- _Task prompt_: Please copy the data below unchanged, starting at the line that contains "If you could mark the lioness" and ending at the line that contains "<point>71,29</point>", with both of those lines included. Copy only those lines.

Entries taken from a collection
•••••

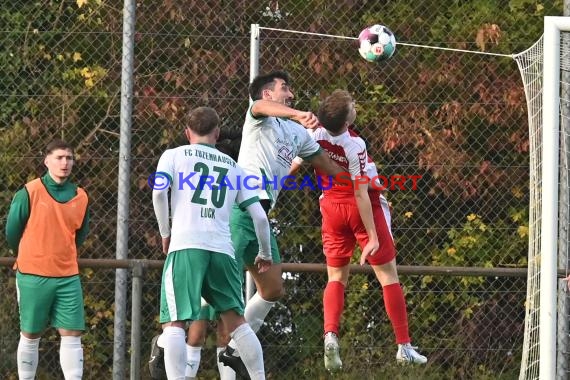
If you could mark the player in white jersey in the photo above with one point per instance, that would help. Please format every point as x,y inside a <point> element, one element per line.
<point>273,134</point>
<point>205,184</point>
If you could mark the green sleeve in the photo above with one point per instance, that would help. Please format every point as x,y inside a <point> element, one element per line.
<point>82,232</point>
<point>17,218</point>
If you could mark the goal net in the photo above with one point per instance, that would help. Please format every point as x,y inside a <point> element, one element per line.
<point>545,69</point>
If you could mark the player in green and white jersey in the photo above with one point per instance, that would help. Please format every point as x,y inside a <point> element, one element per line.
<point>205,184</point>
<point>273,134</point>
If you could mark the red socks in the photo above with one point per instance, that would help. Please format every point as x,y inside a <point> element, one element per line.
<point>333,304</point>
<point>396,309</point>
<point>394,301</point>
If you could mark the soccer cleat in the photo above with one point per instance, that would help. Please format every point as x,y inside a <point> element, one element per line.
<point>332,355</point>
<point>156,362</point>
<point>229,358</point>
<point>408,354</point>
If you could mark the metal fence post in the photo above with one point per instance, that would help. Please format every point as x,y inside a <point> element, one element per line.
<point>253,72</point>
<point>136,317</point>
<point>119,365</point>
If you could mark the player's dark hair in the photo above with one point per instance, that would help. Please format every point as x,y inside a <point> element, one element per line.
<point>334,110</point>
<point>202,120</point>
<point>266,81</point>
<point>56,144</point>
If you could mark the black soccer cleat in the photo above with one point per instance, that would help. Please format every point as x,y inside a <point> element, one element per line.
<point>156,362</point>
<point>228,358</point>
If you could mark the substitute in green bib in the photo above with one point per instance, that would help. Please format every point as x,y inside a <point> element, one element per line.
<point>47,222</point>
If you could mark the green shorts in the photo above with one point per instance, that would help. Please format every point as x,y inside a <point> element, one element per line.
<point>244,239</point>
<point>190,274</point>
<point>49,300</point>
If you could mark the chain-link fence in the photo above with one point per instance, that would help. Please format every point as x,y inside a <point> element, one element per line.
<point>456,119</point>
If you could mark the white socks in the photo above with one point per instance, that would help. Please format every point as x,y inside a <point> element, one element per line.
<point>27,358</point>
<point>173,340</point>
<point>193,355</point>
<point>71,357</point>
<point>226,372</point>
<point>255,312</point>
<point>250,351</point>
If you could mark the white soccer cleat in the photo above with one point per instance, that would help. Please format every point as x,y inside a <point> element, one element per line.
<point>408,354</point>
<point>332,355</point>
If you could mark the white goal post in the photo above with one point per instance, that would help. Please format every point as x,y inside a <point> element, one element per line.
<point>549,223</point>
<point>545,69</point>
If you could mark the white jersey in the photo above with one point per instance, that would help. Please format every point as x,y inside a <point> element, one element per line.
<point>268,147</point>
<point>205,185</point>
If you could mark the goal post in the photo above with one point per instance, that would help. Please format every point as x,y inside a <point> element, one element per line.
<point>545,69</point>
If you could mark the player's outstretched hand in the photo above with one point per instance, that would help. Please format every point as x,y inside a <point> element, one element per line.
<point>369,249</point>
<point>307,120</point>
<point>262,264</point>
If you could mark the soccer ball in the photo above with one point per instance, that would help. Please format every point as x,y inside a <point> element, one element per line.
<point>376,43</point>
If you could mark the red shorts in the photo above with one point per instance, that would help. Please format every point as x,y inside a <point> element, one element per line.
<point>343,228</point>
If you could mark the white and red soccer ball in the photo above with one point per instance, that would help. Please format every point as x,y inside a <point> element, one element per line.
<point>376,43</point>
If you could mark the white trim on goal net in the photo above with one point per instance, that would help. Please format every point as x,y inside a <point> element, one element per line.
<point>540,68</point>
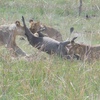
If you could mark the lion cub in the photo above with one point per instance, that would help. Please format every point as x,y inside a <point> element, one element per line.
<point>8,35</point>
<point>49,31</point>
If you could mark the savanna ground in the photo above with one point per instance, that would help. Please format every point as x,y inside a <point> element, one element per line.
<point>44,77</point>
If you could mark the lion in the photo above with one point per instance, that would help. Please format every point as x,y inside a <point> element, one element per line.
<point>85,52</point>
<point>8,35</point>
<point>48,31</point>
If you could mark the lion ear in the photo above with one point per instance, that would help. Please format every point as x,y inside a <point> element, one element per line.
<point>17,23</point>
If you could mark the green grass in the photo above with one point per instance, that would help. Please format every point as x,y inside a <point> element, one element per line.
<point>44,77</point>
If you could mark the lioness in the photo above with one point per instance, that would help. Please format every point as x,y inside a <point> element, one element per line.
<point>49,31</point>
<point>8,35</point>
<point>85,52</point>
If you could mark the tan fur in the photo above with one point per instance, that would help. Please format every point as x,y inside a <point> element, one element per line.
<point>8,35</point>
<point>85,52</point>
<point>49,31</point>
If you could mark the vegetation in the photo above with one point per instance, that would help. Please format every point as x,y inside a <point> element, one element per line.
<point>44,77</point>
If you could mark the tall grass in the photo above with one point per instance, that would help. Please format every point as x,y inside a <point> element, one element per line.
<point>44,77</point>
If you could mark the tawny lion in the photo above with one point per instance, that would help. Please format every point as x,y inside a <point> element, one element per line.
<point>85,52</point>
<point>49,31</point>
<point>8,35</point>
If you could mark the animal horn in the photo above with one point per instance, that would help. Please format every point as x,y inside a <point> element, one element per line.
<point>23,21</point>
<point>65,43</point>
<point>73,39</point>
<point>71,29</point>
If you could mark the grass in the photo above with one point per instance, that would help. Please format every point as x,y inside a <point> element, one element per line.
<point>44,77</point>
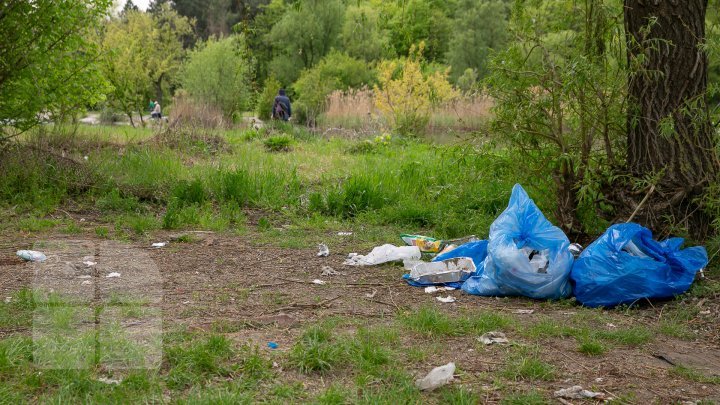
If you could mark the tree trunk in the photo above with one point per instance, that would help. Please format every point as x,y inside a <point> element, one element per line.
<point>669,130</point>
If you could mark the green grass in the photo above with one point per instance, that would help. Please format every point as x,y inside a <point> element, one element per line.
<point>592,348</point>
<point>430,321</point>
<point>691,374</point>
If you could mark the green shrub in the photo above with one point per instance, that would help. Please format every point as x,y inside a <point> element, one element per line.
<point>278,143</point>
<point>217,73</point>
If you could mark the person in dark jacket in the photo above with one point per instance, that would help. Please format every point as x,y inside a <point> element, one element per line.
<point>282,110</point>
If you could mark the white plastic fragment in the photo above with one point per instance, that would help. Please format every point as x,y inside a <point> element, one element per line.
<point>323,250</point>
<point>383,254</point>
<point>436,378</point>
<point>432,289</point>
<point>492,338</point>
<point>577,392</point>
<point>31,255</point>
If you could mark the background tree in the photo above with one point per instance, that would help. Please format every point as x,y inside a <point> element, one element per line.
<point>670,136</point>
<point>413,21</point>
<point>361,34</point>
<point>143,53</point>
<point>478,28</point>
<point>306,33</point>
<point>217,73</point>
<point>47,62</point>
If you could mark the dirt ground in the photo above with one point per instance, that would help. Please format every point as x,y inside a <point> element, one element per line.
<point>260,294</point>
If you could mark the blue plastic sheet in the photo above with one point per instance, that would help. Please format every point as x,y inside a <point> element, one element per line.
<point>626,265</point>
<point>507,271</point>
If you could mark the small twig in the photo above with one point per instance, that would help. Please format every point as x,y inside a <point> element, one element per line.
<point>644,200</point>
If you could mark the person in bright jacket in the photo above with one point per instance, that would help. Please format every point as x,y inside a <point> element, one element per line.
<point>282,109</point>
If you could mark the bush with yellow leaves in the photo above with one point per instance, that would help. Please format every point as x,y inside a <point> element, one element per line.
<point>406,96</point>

•••••

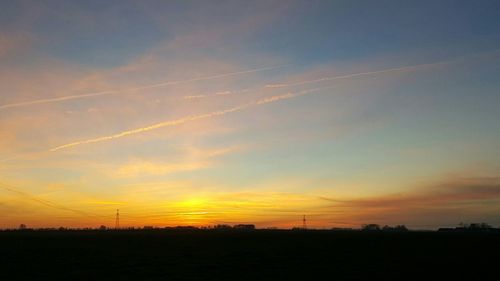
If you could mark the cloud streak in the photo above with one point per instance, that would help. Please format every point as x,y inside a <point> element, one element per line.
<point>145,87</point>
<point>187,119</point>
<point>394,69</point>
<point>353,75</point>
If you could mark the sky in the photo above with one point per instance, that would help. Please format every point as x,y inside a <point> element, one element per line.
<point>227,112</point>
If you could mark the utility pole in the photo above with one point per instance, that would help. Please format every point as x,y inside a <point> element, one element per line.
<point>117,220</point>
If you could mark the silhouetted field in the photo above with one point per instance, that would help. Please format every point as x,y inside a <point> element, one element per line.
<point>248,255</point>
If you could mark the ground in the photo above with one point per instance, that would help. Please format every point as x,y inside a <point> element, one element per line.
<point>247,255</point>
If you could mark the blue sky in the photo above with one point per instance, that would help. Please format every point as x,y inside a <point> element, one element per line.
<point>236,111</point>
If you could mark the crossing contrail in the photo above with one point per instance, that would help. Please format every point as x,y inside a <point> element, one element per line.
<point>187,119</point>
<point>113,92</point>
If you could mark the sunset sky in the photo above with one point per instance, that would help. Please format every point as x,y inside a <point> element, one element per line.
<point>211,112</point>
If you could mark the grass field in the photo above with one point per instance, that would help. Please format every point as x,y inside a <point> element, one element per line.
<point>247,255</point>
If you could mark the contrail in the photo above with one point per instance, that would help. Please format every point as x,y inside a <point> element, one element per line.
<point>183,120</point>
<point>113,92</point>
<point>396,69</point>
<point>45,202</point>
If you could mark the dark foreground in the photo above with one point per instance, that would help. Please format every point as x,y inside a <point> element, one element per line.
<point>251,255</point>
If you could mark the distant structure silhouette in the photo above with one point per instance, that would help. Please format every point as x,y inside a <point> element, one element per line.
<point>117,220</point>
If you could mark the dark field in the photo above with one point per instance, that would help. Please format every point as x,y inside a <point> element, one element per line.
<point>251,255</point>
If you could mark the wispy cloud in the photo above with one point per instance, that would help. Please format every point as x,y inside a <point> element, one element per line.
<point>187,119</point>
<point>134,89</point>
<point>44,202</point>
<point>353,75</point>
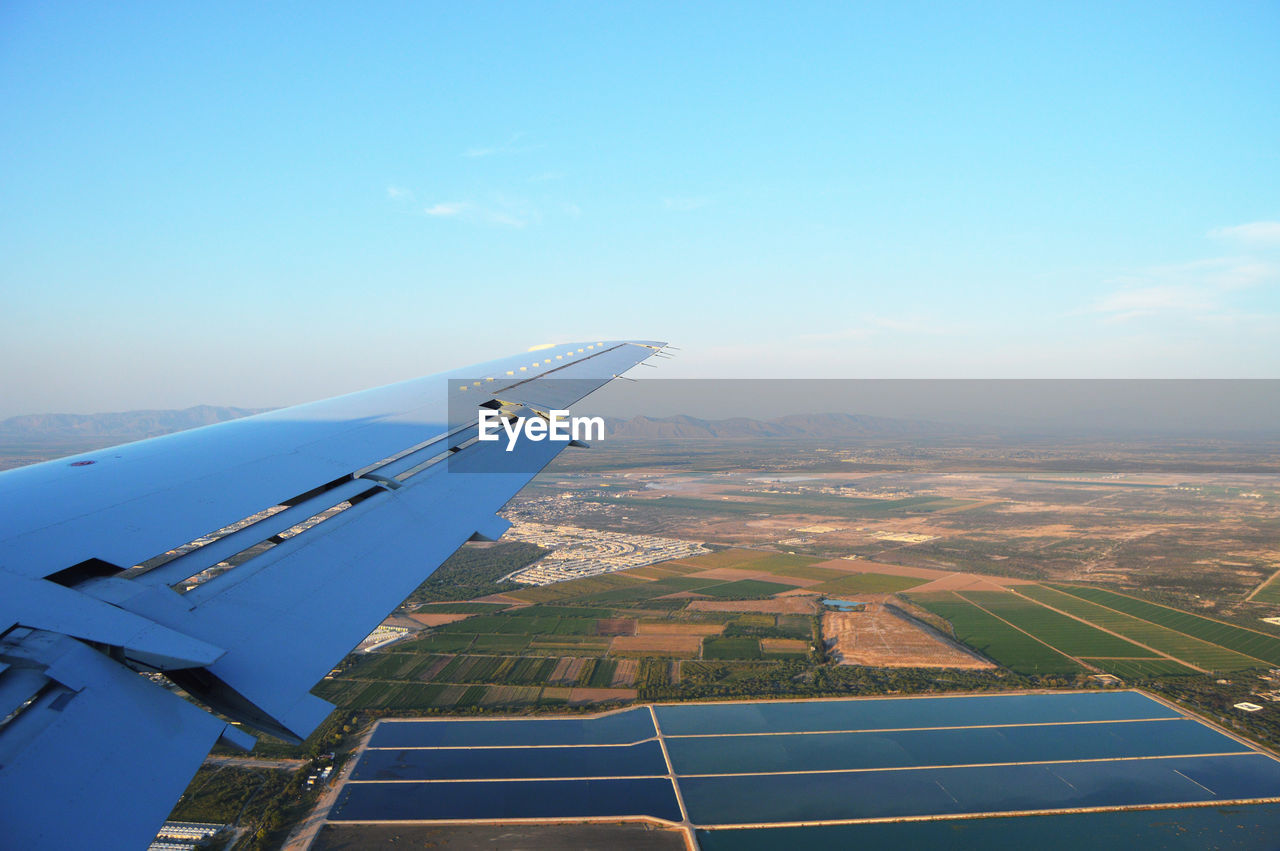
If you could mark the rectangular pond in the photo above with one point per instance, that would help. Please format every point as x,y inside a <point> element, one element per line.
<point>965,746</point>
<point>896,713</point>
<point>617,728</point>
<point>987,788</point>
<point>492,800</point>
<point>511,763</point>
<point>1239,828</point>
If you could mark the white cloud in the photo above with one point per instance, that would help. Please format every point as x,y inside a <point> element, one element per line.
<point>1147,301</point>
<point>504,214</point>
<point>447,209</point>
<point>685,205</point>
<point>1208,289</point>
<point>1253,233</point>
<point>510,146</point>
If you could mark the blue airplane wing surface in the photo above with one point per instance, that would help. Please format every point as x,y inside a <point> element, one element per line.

•••••

- _Task response_:
If you could mark the lioness in the photo above with one point per instance, that would help. Please format every point as x,y inside a <point> element, one element per line.
<point>49,31</point>
<point>8,35</point>
<point>85,52</point>
If you could mark the tan fur in the photo above with one point per instance, that would help. Please format every point as x,y inside a <point> element, one element per line.
<point>8,35</point>
<point>85,52</point>
<point>49,31</point>
If you could mark the vegetation in the photo above with one point per instance, that would help. Please format every point as x,y inside a <point> element, one element per line.
<point>44,77</point>
If you could mark the tall grass in the photo above with one point per instance, that would help. Please format every point as x,y inside a <point> element, one element per line.
<point>44,77</point>
If you could mark the tawny lion in the photo above with one point per instance, that would help. Please format every point as x,y inside a <point> element, one element per line.
<point>85,52</point>
<point>49,31</point>
<point>8,35</point>
If you could mark the animal horn in the photo above with one point per instance, that would help. Please format every point as x,y inside a <point> element, one element per line.
<point>23,21</point>
<point>65,43</point>
<point>73,39</point>
<point>71,29</point>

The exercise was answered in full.